[[ Supplied passage open ]]
One Night, in 1848, a fire broke out in the northwest corner of the small village. Unfortunately, the bucket brigade was ineffective and the village lost two houses and one store. As a result of that fire, a “gooseneck” fire engine was purchased, and Lafayette No. 1, the first organized fire company in Somerset County, was born. In later years, the company was reorganized and became Relief Hose Company No. 2.
By a special act of the New Jersey Legislature, the village officially became the town of Raritan in 1868. Joseph Frelinghuysen, a name long associated with Raritan, was elected president of the board of commissioners and set out to make Raritan attractive to new industry. After a slow start, Raritan saw much growth and development. With large numbers of immigrants coming to America and consequently to Raritan, the population increased.
In 1891, the first police department was established, and in 1892, the town purchased a lot for $475 from Mrs. A. H. Brokaw for the fire department’s new engine house.
The Raritan Woolen Mills, established in 1846, was the largest and most famous of Raritan’s early industries; the quality of its goods was known throughout the United States. In 1882, its name was changed to the Somerset Manufacturing Company. As many as 400 people were employed there at one time. Workers made uniforms and blankets for Union soldiers during the Civil War and uniforms for the U.S. Army during World War I.
During World War I, many patriotic men of Raritan enlisted to defend their homeland. Those who remained on the home front spent thousands of dollars buying war bonds. This determined war effort became widely known, and officials in Washington, D.C., commissioned the building of a ship to be called the SS Natirar (Raritan spelled backwards) in appreciation of the sacrifices made by the citizens of Raritan. Raritan dignitaries launched the SS Natirar at Wilmington, Delaware, in 1920.
U.S. President Warren G. Harding often visited his friend Sen. Joseph S. Frelinghuysen and his family and attended The Third Reform Church in Raritan.
It was not surprising that Harding and Frelinghuysen were playing a round of golf on July 2, 1921, when Sen. Hale Kellogg, a messenger from Washington D.C., arrived with an important document requiring the president’s signature. The Knox-Porter Resolution, also known as the Treaty of Raritan, was signed by President Harding in the library of the Frelinghuysen home in Raritan on that day. The resolution officially ended World War I.
[[ Supplied passage closed ]]
» **To do**
**a.** In the Raritan history passage, swap "board of commissioners" for "town council" and write out the section starting at "By a special" and ending at "new engine house.".
**b.** According to the Raritan history passage, why did officials in Washington, D.C., commission the building of the SS Natirar? Answer in one to three sentences.
**c.** Take the Raritan history passage further, continuing from its final sentence.
[[ Supplied information open ]]
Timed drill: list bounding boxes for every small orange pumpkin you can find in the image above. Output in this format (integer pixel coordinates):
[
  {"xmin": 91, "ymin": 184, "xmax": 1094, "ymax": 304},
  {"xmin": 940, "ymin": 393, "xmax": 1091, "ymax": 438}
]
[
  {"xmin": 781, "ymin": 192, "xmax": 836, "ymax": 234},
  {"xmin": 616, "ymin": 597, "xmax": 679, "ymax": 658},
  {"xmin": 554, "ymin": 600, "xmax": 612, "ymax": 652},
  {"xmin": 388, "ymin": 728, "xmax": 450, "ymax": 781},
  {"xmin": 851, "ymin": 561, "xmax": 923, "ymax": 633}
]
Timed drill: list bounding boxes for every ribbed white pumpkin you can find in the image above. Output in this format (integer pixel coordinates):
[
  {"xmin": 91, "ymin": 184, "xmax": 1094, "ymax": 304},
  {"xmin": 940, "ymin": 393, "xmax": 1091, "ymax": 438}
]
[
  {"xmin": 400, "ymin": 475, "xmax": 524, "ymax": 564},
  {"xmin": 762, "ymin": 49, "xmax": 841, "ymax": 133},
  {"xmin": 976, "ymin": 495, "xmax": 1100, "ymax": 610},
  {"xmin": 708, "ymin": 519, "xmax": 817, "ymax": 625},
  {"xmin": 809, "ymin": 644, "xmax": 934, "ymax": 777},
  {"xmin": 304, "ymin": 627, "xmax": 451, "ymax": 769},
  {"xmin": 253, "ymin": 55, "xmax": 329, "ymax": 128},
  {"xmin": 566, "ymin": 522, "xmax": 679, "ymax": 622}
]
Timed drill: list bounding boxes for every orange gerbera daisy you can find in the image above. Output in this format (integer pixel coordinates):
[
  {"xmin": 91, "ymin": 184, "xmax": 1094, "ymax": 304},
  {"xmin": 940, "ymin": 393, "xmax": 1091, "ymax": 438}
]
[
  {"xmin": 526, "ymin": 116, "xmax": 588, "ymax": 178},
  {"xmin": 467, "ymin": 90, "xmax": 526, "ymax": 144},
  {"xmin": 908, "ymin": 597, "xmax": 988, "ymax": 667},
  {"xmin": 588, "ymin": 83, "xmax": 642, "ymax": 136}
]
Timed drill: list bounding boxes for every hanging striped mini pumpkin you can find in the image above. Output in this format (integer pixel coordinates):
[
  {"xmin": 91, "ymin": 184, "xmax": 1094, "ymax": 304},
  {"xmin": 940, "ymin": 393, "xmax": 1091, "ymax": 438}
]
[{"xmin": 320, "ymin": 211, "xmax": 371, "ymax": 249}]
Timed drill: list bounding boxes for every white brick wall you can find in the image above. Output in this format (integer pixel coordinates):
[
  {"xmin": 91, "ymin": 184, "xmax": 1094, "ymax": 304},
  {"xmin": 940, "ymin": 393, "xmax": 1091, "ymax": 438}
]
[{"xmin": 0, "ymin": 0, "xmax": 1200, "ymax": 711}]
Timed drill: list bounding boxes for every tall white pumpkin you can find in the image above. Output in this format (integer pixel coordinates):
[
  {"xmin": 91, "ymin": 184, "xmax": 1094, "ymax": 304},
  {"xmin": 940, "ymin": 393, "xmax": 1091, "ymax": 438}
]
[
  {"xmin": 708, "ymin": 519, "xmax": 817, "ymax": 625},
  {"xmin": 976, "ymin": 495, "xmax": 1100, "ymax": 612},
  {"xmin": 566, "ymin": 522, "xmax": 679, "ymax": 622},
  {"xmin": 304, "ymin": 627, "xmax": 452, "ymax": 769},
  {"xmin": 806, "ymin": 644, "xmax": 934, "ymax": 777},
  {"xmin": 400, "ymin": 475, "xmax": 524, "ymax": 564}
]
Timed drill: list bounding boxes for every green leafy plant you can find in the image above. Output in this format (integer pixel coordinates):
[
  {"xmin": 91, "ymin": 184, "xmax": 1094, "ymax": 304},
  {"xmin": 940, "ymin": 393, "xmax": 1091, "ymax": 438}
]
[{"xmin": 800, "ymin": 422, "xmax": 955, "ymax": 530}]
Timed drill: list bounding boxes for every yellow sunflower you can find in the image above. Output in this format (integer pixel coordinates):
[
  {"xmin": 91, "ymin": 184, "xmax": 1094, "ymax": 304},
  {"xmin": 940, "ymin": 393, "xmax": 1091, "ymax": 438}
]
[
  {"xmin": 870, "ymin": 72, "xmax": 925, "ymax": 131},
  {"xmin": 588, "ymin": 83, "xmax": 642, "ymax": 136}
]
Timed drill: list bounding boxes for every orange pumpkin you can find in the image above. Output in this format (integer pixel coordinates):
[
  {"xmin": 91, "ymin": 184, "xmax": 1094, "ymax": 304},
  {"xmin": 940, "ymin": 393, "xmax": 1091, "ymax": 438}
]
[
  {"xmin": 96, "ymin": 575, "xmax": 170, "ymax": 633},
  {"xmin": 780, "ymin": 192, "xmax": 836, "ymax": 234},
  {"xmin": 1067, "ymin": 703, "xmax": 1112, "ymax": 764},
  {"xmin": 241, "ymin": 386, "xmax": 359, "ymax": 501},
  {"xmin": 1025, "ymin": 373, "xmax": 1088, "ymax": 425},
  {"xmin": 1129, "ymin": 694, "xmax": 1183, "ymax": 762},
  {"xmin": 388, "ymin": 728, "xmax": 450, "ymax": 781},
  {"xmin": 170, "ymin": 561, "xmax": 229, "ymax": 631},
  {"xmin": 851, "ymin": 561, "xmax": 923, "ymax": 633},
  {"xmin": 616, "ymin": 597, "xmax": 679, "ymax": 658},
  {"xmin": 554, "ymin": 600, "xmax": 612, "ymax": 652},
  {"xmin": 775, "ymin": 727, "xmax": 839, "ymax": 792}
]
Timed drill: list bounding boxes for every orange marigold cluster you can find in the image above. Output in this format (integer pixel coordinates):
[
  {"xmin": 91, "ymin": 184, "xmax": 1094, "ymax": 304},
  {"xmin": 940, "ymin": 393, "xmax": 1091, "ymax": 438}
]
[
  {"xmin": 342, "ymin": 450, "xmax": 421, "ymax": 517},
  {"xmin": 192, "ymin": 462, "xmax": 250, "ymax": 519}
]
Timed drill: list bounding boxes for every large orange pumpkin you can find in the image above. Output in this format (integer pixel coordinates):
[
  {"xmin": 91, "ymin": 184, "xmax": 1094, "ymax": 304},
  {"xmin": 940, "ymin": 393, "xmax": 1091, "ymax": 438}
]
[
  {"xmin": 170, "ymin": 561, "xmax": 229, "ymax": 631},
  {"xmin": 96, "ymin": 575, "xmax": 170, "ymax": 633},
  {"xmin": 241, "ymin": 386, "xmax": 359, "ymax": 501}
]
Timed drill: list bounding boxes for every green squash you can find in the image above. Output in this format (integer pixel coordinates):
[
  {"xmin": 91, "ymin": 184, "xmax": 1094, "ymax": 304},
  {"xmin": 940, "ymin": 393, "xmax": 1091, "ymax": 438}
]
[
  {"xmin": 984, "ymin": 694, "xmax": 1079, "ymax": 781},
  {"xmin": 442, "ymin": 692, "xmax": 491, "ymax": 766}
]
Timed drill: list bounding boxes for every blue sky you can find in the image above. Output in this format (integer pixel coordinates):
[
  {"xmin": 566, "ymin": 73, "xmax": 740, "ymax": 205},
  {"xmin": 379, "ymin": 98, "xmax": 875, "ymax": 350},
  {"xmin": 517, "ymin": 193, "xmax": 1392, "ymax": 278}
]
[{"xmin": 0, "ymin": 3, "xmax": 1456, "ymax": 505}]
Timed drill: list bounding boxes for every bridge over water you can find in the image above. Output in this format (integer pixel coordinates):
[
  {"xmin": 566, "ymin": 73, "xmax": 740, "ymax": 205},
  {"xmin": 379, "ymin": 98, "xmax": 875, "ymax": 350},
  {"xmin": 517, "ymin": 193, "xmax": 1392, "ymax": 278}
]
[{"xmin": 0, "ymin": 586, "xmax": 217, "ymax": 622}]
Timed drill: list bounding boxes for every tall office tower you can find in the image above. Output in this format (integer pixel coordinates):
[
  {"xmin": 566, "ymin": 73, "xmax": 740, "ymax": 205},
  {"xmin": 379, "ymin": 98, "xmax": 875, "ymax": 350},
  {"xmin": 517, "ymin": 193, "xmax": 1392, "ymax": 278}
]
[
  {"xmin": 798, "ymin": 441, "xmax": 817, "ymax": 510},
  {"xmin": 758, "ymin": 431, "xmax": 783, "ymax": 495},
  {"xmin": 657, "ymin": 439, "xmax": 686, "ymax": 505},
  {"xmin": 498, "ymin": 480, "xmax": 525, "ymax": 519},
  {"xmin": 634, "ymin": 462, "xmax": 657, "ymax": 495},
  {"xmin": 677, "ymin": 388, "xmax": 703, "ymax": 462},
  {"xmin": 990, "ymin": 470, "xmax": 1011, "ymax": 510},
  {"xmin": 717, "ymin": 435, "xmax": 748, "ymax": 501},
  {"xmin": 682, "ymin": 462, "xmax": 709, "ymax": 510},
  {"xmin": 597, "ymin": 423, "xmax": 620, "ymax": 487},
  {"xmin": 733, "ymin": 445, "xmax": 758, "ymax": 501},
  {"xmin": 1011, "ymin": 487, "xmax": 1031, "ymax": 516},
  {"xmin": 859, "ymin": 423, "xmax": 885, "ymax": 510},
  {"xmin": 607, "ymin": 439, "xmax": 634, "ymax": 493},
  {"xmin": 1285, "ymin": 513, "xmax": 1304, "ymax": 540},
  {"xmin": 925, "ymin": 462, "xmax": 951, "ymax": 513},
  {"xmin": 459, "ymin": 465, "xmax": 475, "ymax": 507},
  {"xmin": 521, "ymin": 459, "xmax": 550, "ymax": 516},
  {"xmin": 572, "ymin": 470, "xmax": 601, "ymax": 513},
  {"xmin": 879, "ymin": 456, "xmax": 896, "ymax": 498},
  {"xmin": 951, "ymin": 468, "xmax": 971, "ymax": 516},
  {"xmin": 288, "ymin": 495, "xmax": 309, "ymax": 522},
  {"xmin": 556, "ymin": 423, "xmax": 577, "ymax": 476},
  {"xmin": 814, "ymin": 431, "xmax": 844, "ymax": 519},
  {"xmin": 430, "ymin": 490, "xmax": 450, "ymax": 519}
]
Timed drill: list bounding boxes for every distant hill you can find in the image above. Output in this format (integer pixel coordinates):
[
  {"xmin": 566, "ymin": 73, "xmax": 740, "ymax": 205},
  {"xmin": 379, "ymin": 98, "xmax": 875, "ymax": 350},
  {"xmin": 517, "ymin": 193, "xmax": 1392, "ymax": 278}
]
[[ Supplied information closed ]]
» **Answers to each task**
**a.**
By a special act of the New Jersey Legislature, the village officially became the town of Raritan in 1868. Joseph Frelinghuysen, a name long associated with Raritan, was elected president of the town council and set out to make Raritan attractive to new industry. After a slow start, Raritan saw much growth and development. With large numbers of immigrants coming to America and consequently to Raritan, the population increased.
In 1891, the first police department was established, and in 1892, the town purchased a lot for $475 from Mrs. A. H. Brokaw for the fire department’s new engine house.

**b.** The ship was commissioned in appreciation of the sacrifices made by the citizens of Raritan. Many Raritan men had enlisted during World War I, and those at home had spent thousands of dollars on war bonds, and this determined war effort had become widely known.

**c.**
Once again, in 1941, the United States went to war, and hundreds of Raritan’s sons and daughters enlisted or were drafted into the service of their country. One of these young men was Marine Gunnery Sgt. John Basilone. Basilone was the first enlisted man to receive the Congressional Medal of Honor during World War II for his heroic action on Guadalcanal from October 24 through 27, 1942. A Japanese regiment of nearly 3,000 men attacked Basilone and his platoon, and Basilone wiped out the entire regiment almost single-handedly. Rather than spend the rest of the war traveling throughout the United States encouraging people to buy war bonds, he elected to return to active duty. On February 19th, 1945, Basilone was killed in action in the assault on Iwo Jima. He was awarded the Navy Cross posthumously for his bravery during the battle. A grateful and proud town erected a statue in Basilone’s memory in 1948 and has honored him with a parade since 1981.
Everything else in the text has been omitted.